Copy the lines of the material below word for word, from the line that contains "table</item>, your assistance would be valued." through the last line of the material, with both ends included.

* Start *

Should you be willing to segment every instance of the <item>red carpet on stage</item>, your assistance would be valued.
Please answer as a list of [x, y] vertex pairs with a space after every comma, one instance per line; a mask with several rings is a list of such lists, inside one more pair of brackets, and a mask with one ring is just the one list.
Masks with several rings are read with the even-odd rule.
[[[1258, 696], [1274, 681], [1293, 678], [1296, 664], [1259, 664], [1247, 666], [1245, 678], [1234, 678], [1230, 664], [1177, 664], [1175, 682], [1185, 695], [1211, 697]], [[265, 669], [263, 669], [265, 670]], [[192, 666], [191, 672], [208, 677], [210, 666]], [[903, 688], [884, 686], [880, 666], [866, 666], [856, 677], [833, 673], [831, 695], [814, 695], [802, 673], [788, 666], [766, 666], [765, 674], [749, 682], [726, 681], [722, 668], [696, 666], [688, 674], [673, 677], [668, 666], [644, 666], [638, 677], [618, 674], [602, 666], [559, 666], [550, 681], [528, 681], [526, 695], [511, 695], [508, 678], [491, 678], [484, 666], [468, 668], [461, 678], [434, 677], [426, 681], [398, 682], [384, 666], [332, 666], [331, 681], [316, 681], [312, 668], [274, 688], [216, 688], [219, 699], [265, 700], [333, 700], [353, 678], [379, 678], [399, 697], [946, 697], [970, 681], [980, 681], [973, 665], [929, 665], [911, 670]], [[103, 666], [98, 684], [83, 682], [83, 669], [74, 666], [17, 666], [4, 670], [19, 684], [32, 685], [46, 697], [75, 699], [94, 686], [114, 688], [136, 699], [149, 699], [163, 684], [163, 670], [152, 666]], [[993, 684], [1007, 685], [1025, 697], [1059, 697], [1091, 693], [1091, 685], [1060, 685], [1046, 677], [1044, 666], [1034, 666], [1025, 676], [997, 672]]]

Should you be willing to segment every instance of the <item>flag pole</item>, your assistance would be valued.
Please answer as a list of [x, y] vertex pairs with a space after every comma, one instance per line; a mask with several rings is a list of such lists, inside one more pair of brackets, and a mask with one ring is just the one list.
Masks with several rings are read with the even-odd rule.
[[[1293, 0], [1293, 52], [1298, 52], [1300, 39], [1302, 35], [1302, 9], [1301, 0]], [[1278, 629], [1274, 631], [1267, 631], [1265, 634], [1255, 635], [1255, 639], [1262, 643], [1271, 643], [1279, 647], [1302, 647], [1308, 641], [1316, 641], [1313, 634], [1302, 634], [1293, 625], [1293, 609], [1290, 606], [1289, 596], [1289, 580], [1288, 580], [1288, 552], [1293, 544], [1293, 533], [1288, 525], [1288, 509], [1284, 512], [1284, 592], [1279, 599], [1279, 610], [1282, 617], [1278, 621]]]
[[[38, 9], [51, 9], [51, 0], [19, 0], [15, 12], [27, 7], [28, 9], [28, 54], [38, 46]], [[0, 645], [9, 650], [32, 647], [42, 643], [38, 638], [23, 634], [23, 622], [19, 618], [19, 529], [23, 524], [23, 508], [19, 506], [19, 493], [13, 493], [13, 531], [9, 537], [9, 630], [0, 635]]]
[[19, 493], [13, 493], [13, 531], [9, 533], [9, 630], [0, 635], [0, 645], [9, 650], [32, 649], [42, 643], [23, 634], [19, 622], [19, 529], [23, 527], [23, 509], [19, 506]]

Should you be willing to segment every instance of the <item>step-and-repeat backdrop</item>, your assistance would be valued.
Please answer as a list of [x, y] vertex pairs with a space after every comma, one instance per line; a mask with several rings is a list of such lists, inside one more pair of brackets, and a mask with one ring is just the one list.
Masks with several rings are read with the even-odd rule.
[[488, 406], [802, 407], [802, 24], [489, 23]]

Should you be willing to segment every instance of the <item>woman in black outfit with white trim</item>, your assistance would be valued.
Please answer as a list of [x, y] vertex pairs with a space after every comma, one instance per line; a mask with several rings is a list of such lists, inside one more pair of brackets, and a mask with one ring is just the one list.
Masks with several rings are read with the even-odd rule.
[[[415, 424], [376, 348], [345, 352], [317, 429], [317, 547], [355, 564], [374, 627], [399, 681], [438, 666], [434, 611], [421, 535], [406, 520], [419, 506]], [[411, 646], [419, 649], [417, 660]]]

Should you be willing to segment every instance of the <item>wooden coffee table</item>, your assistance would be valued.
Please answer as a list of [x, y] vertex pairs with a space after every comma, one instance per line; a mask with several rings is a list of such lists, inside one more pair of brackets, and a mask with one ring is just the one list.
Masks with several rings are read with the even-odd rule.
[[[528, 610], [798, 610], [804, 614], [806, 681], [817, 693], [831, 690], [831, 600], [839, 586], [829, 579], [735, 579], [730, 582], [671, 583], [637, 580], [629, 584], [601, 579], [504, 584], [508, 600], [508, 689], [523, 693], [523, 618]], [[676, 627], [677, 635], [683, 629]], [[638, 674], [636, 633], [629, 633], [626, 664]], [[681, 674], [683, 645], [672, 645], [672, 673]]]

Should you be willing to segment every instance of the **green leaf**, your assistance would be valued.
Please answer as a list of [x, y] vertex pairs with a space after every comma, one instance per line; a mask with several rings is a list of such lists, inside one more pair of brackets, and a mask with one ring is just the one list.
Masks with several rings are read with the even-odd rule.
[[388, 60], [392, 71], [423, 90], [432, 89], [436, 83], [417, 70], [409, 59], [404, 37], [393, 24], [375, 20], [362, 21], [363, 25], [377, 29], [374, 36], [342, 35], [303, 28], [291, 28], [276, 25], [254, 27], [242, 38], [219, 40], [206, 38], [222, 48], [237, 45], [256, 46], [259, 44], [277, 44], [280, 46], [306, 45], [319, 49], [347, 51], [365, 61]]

* End *

### Correct response
Should you be willing to segment every instance of the <item>wooden coffee table</item>, your assistance would be valued.
Please answer as a list of [x, y] vertex pairs with a space after every comma, one instance per line; a mask with several rings is a list of such lists, inside one more pair of brackets, and a mask with one ring is just the one list.
Masks with several rings are read with the even-odd rule.
[[[528, 610], [798, 610], [804, 614], [806, 681], [817, 693], [831, 690], [831, 600], [839, 586], [829, 579], [735, 579], [730, 582], [671, 583], [637, 580], [629, 584], [601, 579], [504, 584], [508, 600], [508, 689], [523, 693], [523, 618]], [[676, 627], [677, 635], [683, 629]], [[638, 674], [636, 633], [629, 633], [626, 664]], [[681, 674], [683, 645], [672, 645], [672, 673]]]

Should you be willing to segment every instance of the **green leaf**, your assistance would be valued.
Please answer as a list of [x, y] vertex pairs with a space after every comma, one instance per line; a mask with several rings is a list of such lists, inside one more pair of brackets, and a mask with one ring is just the one list.
Masks with several rings are read with the even-odd rule.
[[388, 60], [392, 71], [423, 90], [432, 89], [436, 83], [417, 70], [409, 59], [404, 37], [393, 24], [375, 20], [362, 21], [363, 25], [377, 29], [374, 36], [342, 35], [303, 28], [291, 28], [276, 25], [254, 27], [242, 38], [219, 40], [206, 38], [222, 48], [237, 45], [256, 46], [259, 44], [277, 44], [280, 46], [306, 45], [319, 49], [347, 51], [365, 61]]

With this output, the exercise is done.